Direction: Extract every line of the data below that contains the string "wooden". Letter case must match.

-------- Material for this exercise --------

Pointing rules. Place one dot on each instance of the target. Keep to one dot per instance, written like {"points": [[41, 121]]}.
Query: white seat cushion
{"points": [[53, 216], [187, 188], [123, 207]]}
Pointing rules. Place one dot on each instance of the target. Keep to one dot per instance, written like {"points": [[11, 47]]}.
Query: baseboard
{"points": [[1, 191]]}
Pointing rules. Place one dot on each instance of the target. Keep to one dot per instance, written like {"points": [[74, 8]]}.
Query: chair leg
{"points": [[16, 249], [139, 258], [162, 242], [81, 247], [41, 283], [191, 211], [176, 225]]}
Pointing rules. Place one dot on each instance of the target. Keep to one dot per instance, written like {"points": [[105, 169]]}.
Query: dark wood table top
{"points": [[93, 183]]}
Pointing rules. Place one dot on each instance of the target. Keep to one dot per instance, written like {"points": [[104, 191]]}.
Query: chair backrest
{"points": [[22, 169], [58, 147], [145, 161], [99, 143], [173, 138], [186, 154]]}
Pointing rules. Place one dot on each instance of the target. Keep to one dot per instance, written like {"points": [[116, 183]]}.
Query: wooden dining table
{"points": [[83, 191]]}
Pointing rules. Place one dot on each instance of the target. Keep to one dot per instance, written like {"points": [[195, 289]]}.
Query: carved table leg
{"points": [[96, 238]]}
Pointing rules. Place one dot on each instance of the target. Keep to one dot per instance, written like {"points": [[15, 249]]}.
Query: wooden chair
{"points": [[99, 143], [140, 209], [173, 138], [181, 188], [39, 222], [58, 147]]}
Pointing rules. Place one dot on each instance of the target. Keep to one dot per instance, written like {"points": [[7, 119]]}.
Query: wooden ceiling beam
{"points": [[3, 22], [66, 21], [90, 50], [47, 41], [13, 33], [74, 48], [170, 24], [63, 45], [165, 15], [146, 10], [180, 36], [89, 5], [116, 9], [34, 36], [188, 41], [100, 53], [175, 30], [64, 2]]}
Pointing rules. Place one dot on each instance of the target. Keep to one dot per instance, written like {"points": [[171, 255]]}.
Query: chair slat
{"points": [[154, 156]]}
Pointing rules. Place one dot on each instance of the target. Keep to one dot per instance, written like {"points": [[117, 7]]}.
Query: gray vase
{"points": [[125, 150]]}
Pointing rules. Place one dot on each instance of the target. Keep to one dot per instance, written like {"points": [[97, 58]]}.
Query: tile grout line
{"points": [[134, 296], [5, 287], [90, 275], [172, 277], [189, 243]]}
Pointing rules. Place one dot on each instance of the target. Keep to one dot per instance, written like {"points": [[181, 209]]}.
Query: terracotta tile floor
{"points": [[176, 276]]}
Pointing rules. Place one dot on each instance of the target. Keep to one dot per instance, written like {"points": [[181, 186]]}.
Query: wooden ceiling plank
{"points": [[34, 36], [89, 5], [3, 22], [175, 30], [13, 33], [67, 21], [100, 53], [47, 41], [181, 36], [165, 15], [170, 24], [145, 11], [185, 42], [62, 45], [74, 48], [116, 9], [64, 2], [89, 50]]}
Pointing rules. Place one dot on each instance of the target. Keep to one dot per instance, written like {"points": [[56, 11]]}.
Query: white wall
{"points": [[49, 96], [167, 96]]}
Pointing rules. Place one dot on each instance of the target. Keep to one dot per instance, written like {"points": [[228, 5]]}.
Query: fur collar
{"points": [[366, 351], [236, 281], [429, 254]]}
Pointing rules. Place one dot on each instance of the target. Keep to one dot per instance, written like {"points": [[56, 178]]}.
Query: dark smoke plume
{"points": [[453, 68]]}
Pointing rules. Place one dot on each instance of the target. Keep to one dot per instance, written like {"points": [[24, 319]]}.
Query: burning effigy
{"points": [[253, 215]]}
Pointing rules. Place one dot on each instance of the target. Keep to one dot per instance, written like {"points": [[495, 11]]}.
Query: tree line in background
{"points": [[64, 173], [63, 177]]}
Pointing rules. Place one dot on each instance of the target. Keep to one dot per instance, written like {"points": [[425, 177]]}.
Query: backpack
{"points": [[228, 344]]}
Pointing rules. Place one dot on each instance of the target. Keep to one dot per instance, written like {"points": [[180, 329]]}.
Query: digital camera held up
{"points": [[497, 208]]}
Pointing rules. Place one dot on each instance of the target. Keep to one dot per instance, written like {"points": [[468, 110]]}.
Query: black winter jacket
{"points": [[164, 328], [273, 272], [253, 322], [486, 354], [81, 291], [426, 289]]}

--------

Solution to this exercise:
Query: wooden dining table
Query: wooden chair
Query: wooden ceiling beam
Query: wooden ceiling plank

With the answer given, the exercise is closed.